--- Testo da leggere ---

Quando, qualche settimana addietro, focalizzavamo l'attenzione sul processo di scrematura resosi necessario nell'esercito volontario americano, eravamo ben lungi dall'esaurire le valide lezioni che questa guerra sta continuamente impartendo ai volontari della nostra sponda dell'Atlantico. Crediamo quindi opportuno ritornare sull'argomento.

Il tipo di guerra che si sta svolgendo in America è davvero senza precedenti. Dal Missouri alla Baia di Chesapeake, un milione di uomini, piuttosto equamente divisi fra due parti ostili, si fronteggiano ormai da circa sei mesi senza mai essere giunti ad una sola azione generale. Nel Missouri, i due eserciti avanzano, si ritirano, ingaggiano battaglia, avanzano e di nuovo si ritirano, a turno, senza un risultato visibile; ancora, dopo sette mesi di marce e contro-marce, che debbono aver ridotto il terreno ad uno stato miserevole, le cose sembrano meno decisive che mai. Nel Kentucky, dopo un lungo periodo di apparente neutralità, ma, in realtà, di preparazione, un tale stato di cose sembra imperante; nel West Virginia, svariate piccole scaramucce si protraggono senza apparente risultato; e sul Potomac, dove le maggiori forze dei rispettivi eserciti si concentrano, quasi osservandosi a vicenda, nessuno si prende la briga di attaccare, a riprova del fatto che, stando così le cose, perfino una vittoria sarebbe di nessuna utilità. Ed a meno che circostanze estranee producano dei cambiamenti, questo statico modo di guerreggiare può protrarsi per molti mesi ancora.

Come si spiega tutto ciò?

Gli americani possono contare, da entrambi le parti, quasi su null'altro che volontari. Il ristretto nucleo del vecchio esercito regolare statunitense o si è dissolto, oppure è troppo debole per poter addestrare le enormi masse di reclute arruolate all'inizio della guerra. Per trasformare questi uomini in soldati, non ci sono neanche abbastanza sergenti. L'addestramento, di conseguenza, procede molto lentamente, e non si può dire quanto tempo occorra affinchè il materiale umano ammassato sulle due sponde del Potomac sarà pronto a muoversi in grandi raggruppamenti, ed ingaggiare battaglia con l'opposta fazione.

--- Dati forniti ---

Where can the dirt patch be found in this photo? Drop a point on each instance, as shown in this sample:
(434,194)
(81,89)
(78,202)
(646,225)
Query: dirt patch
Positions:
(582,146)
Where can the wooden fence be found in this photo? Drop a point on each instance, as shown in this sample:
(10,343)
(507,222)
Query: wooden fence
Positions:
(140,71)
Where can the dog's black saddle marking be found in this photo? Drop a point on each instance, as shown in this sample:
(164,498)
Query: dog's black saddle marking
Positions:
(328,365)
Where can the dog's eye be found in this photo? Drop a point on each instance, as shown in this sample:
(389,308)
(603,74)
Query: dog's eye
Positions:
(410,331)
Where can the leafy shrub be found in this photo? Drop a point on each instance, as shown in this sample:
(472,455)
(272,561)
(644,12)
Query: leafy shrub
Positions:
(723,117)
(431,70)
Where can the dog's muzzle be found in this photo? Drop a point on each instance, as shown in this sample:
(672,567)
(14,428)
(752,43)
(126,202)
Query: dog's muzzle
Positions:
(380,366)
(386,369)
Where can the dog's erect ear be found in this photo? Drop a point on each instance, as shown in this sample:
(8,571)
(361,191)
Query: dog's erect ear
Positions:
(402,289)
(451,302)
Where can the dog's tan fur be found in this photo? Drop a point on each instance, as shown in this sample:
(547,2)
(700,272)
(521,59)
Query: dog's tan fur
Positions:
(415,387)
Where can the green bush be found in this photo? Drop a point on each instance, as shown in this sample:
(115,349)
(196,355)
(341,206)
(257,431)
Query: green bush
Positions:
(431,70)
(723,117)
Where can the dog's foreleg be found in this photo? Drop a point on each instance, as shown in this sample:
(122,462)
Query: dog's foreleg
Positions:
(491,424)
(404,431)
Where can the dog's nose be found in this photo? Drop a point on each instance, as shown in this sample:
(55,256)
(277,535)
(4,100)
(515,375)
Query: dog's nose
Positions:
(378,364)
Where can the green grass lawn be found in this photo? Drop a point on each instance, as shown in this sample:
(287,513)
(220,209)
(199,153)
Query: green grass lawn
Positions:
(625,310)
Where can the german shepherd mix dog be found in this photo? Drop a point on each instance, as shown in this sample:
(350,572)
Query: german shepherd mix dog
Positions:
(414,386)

---

> [Cosa si chiede]
[a] Per ciascuna affermazione, indica se concorda con il testo sulla guerra in America rispondendo sì o no e riporta tra virgolette le parole del testo che lo decidono.
(i) Le forze più grandi dei due eserciti si trovano sul Potomac.
(ii) I due schieramenti si fronteggiano da circa un anno.
(iii) Mancano perfino i sergenti per trasformare le reclute in soldati.
[b] Prosegui il testo sulla guerra in America a partire dall'ultima frase riportata.

> [Risposte]
[a]
(i) Sì: «sul Potomac, dove le maggiori forze dei rispettivi eserciti si concentrano».
(ii) No: «si fronteggiano ormai da circa sei mesi».
(iii) Sì: «Per trasformare questi uomini in soldati, non ci sono neanche abbastanza sergenti».

[b]
Ma seppure questi uomini fossero addestrati in un lasso di tempo ragionevole, mancherebbero pur sempre gli ufficiali per dirigerli. Pur non menzionando i capitani di compagnia (che non si possono reclutare fra i civili) non ci sono abbastanza ufficiali per formare dei comandanti di battaglione, neanche se si ricorresse ad ogni singlolo tenente.

Un numero consistente di colonnelli civili sono dunque impreparati; e nessuno che conosca i volontari può azzardarsi a definire McClennan o Beauregard dei temporeggiatori se evitano di entrare in azione oppure di compiere complicate manovre strategiche affidandosi a colonnelli con neanche sei mesi di ferma.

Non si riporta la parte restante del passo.